Далее следует вывод: «Нет, она не любила и не любит меня. Мне это мало жалко теперь, но за что было меня так больно обманывать».

3 августа 1863 года, записав в дневнике очередную порцию претензий к мужу, Софья Андреевна заканчивает так: «Дождь пошел, я боюсь, что он простудится, я больше не зла. Я люблю его. Спаси его Бог». Нельзя с уверенностью сказать, что это было — проявление любви или всего лишь хитрость жены, желающей примирения с мужем? Но тем не менее добрые слова возымели действие — прочитав их, Толстой в раскаянии написал: «Соня, прости меня, я теперь только знаю, что я виноват и как я виноват! Бывают дни, когда живешь как будто не нашей волей, а подчиняешься какому-то внешнему непреодолимому закону. Такой я был эти дни насчет тебя. И кто же... я. А я думал всегда, что у меня много недостатков и есть одна десятая часть чувства и великодушия. Я был горд и жесток и к кому же? — К одному существу, которое дало мне лучшее счастье жизни и которое одно любит меня. Соня, я знаю, что это не забывается и не прощается; но я больше тебя знаю и понимаю всю подлость свою. Соня, голубчик, я виноват, но я гадок... во мне есть отличный человек, который иногда спит. Ты его люби и не укоряй, Соня».

[Предоставленные записи]

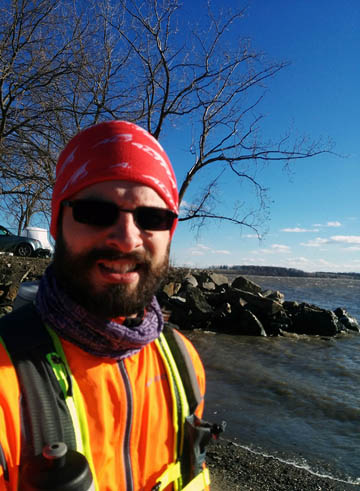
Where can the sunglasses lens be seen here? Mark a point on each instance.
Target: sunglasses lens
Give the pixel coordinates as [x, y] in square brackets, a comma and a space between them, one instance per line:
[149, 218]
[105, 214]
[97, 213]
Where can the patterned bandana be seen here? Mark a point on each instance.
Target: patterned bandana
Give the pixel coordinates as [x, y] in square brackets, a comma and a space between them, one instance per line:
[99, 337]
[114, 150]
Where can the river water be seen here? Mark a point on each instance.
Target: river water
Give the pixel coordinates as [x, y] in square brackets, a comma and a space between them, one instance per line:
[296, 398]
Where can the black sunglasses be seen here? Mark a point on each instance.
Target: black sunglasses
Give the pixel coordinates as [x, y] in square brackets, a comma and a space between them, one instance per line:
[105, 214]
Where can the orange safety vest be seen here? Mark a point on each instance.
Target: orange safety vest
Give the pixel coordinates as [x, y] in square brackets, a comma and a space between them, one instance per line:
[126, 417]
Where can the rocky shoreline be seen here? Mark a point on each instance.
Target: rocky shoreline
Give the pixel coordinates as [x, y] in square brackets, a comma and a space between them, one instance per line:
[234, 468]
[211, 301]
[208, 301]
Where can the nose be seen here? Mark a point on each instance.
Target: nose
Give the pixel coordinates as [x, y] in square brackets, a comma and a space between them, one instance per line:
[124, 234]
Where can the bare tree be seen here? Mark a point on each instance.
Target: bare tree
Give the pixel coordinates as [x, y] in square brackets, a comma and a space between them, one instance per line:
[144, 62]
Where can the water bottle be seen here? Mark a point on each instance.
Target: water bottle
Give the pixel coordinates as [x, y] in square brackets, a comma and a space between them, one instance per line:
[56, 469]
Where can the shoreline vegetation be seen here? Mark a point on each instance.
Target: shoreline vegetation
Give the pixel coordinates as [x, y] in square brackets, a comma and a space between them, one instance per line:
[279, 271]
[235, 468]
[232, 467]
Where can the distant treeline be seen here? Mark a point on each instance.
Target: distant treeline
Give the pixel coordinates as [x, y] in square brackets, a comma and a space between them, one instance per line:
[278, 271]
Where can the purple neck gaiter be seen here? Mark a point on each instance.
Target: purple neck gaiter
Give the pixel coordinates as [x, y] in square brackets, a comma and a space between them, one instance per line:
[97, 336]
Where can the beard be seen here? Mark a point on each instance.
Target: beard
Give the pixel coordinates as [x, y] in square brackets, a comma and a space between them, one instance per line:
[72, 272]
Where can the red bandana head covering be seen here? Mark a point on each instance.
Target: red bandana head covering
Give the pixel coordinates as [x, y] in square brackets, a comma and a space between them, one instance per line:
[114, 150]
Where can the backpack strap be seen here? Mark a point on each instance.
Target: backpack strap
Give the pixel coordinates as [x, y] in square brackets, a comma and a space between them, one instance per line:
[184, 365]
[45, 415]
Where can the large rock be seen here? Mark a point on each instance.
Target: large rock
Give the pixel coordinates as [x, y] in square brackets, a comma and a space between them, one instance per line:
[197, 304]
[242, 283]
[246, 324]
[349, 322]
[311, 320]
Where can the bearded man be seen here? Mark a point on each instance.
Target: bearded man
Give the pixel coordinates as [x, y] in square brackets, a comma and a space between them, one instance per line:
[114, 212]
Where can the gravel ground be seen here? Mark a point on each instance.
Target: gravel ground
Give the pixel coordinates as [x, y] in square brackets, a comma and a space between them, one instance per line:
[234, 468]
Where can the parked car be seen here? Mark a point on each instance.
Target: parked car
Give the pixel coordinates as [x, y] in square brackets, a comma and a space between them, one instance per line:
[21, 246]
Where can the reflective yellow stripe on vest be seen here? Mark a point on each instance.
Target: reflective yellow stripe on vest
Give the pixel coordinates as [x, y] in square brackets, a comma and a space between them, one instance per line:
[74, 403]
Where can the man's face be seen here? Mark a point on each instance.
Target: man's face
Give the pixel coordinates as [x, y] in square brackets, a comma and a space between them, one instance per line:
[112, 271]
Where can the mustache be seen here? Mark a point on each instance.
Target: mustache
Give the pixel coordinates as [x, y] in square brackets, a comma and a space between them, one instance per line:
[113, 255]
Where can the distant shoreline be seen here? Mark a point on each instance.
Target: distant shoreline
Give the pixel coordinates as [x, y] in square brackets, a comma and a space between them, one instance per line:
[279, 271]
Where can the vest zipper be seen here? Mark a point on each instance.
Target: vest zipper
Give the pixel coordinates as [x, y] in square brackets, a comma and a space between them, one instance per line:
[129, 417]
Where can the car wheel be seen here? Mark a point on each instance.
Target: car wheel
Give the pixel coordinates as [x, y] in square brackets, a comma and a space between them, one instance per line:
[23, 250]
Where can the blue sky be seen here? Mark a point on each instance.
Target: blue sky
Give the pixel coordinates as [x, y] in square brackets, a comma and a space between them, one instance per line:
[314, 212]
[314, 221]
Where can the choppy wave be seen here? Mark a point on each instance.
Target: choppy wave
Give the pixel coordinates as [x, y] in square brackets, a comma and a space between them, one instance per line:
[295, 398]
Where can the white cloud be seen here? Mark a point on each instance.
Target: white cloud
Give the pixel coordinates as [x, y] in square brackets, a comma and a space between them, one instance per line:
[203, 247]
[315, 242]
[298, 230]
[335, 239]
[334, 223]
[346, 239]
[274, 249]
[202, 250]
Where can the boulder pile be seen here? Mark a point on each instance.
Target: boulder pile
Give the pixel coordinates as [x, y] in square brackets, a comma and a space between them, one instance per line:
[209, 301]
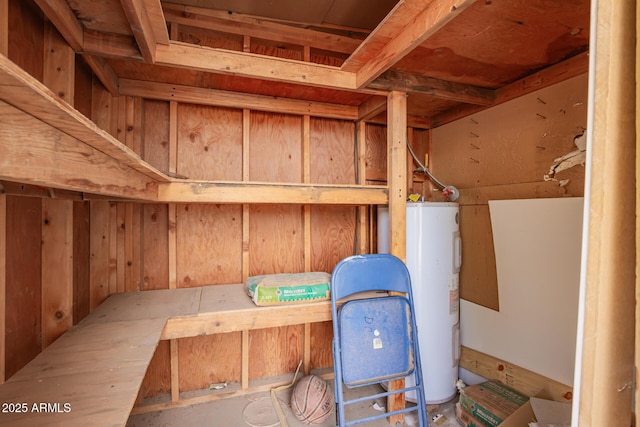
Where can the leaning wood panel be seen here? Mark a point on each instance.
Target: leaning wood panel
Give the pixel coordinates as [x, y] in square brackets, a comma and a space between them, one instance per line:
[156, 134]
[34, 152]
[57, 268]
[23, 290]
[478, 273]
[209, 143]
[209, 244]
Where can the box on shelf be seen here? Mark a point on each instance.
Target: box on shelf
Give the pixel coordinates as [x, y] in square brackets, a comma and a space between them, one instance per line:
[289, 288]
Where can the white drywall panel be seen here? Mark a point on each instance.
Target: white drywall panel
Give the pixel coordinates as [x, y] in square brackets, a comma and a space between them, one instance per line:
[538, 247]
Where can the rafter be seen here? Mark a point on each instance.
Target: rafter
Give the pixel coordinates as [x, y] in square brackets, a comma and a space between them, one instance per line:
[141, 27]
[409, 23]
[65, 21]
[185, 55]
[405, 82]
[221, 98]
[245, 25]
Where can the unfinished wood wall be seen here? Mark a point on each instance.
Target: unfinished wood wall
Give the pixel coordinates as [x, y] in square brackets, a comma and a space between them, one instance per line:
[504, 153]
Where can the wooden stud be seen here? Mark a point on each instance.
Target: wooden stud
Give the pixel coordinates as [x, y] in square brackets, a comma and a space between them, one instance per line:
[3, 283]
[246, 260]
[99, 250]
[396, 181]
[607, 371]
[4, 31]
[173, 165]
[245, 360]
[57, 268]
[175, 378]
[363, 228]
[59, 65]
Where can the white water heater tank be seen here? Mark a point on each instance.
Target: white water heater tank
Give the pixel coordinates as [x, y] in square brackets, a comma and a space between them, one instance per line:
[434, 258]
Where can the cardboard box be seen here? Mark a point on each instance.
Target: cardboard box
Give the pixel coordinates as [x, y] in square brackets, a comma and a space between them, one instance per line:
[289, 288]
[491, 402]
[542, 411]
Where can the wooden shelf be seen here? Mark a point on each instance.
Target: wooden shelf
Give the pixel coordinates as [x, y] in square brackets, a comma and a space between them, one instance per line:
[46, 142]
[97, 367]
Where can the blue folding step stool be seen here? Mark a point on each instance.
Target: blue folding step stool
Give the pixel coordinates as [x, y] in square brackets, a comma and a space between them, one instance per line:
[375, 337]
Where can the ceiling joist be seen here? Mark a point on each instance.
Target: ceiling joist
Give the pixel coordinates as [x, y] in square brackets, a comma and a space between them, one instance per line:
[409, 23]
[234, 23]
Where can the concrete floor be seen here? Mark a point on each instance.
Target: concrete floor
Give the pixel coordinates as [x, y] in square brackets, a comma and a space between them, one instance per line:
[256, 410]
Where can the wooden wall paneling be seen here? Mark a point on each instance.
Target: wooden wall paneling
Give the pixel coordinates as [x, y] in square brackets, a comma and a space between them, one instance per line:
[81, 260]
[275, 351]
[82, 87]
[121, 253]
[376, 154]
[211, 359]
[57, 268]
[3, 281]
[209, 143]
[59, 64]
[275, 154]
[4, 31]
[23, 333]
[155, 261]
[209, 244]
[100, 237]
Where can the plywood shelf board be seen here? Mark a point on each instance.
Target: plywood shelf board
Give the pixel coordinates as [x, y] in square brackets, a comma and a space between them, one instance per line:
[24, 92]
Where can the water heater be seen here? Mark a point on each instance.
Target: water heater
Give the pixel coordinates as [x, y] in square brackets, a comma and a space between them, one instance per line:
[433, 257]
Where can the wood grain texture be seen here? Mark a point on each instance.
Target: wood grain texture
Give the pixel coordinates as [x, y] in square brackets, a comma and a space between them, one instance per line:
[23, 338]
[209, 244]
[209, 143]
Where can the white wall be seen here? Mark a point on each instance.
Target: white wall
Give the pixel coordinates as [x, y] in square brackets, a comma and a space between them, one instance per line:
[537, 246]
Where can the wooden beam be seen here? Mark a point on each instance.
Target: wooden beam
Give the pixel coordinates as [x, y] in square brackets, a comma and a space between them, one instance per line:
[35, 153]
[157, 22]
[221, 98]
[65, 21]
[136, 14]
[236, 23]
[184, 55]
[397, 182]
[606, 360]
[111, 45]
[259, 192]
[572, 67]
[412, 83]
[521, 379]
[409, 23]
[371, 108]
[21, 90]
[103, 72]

[Что нужно сделать]
- 1) Изложите фрагмент о Толстом и Софье Андреевне в двух предложениях.
- 2) Продолжите, пожалуйста, фрагмент о Толстом и Софье Андреевне после его последнего предложения.

[Ответы по заданиям]
- 1) 3 августа 1863 года Софья Андреевна, записав в дневнике претензии к мужу, закончила запись словами о том, что больше не зла и любит его, хотя нельзя уверенно сказать, была ли это любовь или хитрость ради примирения. Прочитав эти слова, Толстой в раскаянии написал ей, что виноват, что был горд и жесток к существу, которое дало ему лучшее счастье жизни, и попросил любить в нём «отличного человека, который иногда спит».

- 2)
В пылу ссоры, разгоревшейся чуть ли не сразу же по написании этих строк, Толстой пришел в ярость и попытался вычеркнуть их. В самом низу исчерканной страницы сохранилась приписка, сделанная рукой Софьи Андреевны: «Я заслужила эти несколько строк нежности и раскаяния, но в минуту гнева он отнял их у меня, я даже не успела их прочитать».

Лев Николаевич в семейной жизни оказался тираном, не выносящим возражений и не переносящим неповиновения. Жить с таким человеком, разумеется, было тяжело. Конечно же, Софье Андреевне хотелось каким-то образом защититься от деспотизма, противостоять ему, сохраняя за собой пусть и сильно урезанное право на самостоятельность. Она была умной и образованной женщиной, воспитанной в европейских традициях, весьма и весьма далеких от патриархальных традиций времен «Домостороя», предписывающих жене во всем повиноваться своему мужу.

Софья Андреевна нашла оригинальный способ защиты — она примерила на себя роль жертвы, вжилась в нее и, раз подняв знамя жертвенной любви, уже никогда больше не опускала его. Софья Андреевна жертвовала собой убежденно и со вкусом. Надо признать, что она интуитивно избрала наилучшее оружие, против которого ее муж оказался бессилен. Жертвенная любовь опутывала его по рукам и ногам, сдерживала, сковывала, и не было никакой возможности отделаться от этого навязчивого чувства, нельзя было одолеть его. Воистину, тот, кто добровольно приносит себя в жертву, становится непобедимым.

Время от времени Льва Николаевича станет посещать желание спасаться бегством, бежать куда глаза глядят, лишь бы подальше от дома, от семьи, от жены. Однажды, на закате жизни, он решится осуществить свое намерение и покинет Ясную Поляну в поисках долгожданного покоя. Вслед за ним отправится письмо жены, пропитанное той же приторно-вязкой патокой, которая заполнила весь дом. Дом, когда-то бывший родным, а теперь такой чужой и опостылевший.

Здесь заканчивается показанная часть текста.